▸ Entries provided:
# # #

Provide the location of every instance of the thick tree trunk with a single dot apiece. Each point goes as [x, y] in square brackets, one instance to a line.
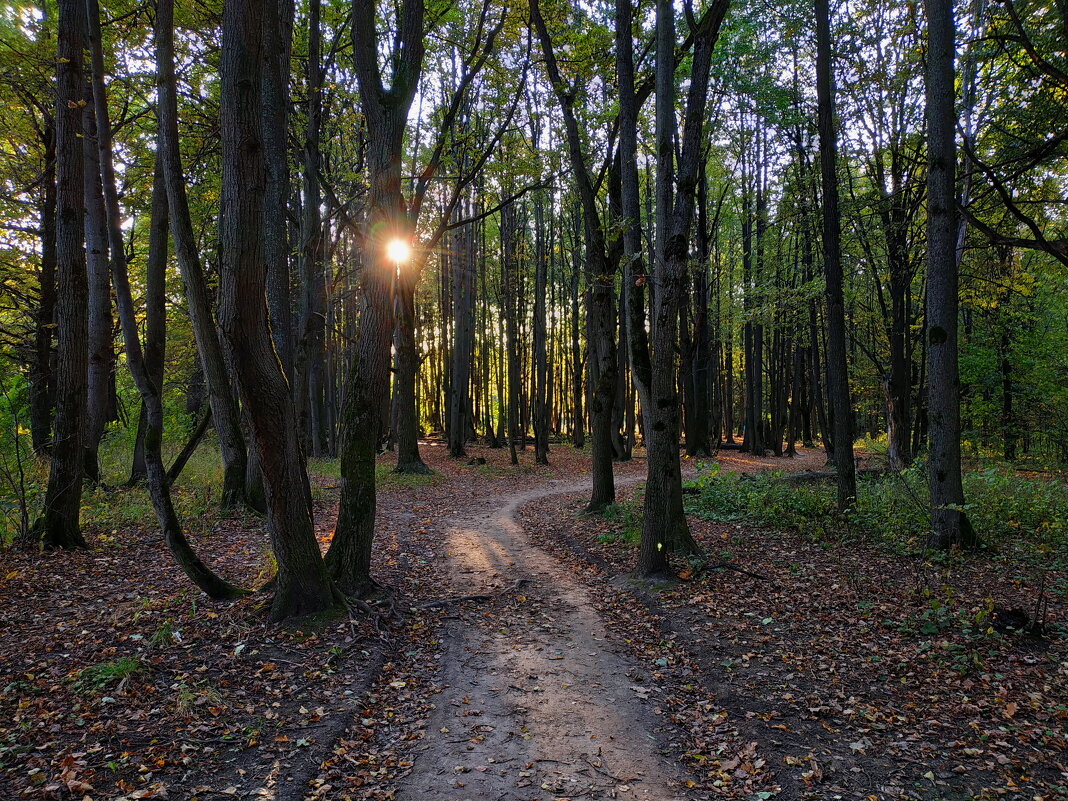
[578, 393]
[407, 419]
[136, 359]
[302, 586]
[461, 291]
[310, 385]
[278, 32]
[363, 415]
[664, 527]
[100, 346]
[42, 389]
[540, 356]
[600, 282]
[155, 304]
[949, 524]
[836, 367]
[60, 524]
[224, 412]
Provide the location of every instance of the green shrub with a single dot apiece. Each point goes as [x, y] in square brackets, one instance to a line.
[98, 677]
[1009, 512]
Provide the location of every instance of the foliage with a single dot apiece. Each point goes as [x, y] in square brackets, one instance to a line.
[1014, 514]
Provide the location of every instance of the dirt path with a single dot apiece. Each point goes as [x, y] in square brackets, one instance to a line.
[535, 702]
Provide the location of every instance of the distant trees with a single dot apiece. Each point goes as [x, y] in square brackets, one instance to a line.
[60, 524]
[585, 266]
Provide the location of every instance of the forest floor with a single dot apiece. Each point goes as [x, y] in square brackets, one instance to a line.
[785, 668]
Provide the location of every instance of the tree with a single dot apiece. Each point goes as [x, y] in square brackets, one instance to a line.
[60, 524]
[224, 411]
[949, 524]
[836, 367]
[664, 528]
[147, 377]
[600, 270]
[302, 586]
[387, 220]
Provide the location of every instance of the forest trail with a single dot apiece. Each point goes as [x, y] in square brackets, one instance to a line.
[539, 703]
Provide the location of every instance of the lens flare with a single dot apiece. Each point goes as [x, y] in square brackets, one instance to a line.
[397, 251]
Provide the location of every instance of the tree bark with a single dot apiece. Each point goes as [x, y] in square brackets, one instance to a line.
[949, 524]
[148, 388]
[155, 303]
[42, 388]
[363, 415]
[224, 411]
[310, 385]
[60, 523]
[600, 283]
[100, 346]
[301, 586]
[836, 367]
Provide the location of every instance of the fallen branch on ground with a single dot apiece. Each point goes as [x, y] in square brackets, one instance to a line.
[480, 597]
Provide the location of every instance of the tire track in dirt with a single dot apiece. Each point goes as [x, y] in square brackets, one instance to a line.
[535, 701]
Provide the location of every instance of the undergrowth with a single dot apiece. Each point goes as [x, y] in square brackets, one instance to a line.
[1012, 514]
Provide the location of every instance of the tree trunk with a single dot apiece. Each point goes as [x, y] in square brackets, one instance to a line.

# # #

▸ The problem:
Please put the items above into a numbered list, starting with the line that contains "Provide the location of every instance of the undergrowth" and running through the last line, and leave out any blank lines.

▸ Expected answer:
1. Provide the location of every instance of the undergrowth with a single dot apiece. Each point goes as [x, y] in square brackets, one instance to a line.
2. [1012, 514]
3. Provide the location of every instance of the tree trunk with a single dot apiece. Each point goes as [x, y] in square brackets, one instance to a line.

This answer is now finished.